• Trecho do documento:
Artigos de Jornal
Alzheimer cultural
Com os incêndios do Museu da Língua Portuguesa, em 2015, do Museu Nacional, em 2018, e da Cinemateca Brasileira, o Brasil perdeu grande parte de sua memória. O acervo da Funarte também está em perigo. No fundo, a anamnese nacional é resultado de uma necropolítica cultural. As três perguntas inicias que o médico faz a uma pessoa que anda baratinada são: Como é seu nome? Que dia é hoje? Onde você mora? Se ela hesita em responder é porque perdeu suas referências de identidade, de tempo e de lugar. O mesmo acontece quando perdemos a memória coletiva.
Aqueles três incêndios não foram acidentes, foram “mortes anunciadas”. Mas não apenas os “acidentes” destroem a memória nacional. Interesses econômicos também a ameaçam. Agora mesmo, o ministro Paulo Guedes incluiu entre os imóveis da União que devem ser vendidos, o recém-restaurado Palácio Capanema, no Rio de Janeiro, ex-sede do Ministério da Educação e Saúde, cujo nome homenageia seu idealizador e criador do IPHAN. Este edifício é um marco do modernismo brasileiro, iniciado com a Semana de1922. Ele é tão importante internacionalmente que Le Corbusier, que não teve nenhuma participação no seu projeto, quis considerá-lo como seu, porque seguia os cinco pontos resumidos por ele como característicos da arquitetura moderna.
Neste momento, Instituto de Arquitetos do Brasil e o Ministério Público Estadual lutam para que não se descaracterize, embora se modernize, o Hospital Otavio Mangabeira, em Salvador, marco da arquitetura modernista brasileira e da luta contra a tuberculose. Pois é, um monumento arquitetônico não é apenas um artefato material, é uma obra com significados cultural e histórico. Sedes de equipamentos públicos privatizados sofrem o risco de se deteriorarem, como ocorre com os condomínios de escritórios do Comércio.

[Trechos de um conjunto de dados]
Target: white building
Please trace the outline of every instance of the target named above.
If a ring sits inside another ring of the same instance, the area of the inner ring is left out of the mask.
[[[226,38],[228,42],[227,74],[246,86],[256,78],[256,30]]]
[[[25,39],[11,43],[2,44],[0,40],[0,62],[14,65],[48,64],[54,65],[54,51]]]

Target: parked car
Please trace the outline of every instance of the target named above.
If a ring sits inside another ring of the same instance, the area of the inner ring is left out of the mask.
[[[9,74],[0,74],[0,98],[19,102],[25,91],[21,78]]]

---

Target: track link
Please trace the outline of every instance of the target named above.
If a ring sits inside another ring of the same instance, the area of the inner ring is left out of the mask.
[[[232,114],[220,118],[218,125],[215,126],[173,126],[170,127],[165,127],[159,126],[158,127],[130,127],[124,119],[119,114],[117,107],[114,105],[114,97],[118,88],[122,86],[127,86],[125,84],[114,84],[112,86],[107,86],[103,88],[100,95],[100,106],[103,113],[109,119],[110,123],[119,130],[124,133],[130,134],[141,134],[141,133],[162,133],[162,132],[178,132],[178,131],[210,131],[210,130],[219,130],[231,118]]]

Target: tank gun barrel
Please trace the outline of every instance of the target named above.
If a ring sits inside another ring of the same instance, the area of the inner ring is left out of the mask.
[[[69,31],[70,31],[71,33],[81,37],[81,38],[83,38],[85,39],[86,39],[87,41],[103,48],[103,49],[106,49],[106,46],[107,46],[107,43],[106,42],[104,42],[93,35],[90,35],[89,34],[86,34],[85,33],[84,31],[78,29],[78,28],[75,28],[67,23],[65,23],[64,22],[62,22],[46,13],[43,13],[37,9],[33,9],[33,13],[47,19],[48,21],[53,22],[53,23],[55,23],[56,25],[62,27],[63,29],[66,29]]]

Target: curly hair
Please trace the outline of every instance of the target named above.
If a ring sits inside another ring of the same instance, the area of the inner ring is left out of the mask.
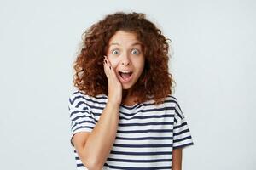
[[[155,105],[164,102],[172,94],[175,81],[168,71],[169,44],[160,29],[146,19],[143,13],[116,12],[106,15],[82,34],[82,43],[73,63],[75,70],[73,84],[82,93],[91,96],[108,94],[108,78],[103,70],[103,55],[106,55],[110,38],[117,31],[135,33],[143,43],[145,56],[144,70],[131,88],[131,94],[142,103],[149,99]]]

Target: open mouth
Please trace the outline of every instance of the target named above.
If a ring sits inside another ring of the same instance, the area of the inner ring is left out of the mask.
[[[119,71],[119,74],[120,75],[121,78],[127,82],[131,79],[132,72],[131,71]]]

• Instruções do exercício: Transcreva, do texto sobre a memória cultural brasileira, o trecho que começa em "Neste momento, Instituto" e termina em "escritórios do Comércio.". Os registros não têm nenhuma função nesta atividade.

• Seção de resposta:
Neste momento, Instituto de Arquitetos do Brasil e o Ministério Público Estadual lutam para que não se descaracterize, embora se modernize, o Hospital Otavio Mangabeira, em Salvador, marco da arquitetura modernista brasileira e da luta contra a tuberculose. Pois é, um monumento arquitetônico não é apenas um artefato material, é uma obra com significados cultural e histórico. Sedes de equipamentos públicos privatizados sofrem o risco de se deteriorarem, como ocorre com os condomínios de escritórios do Comércio.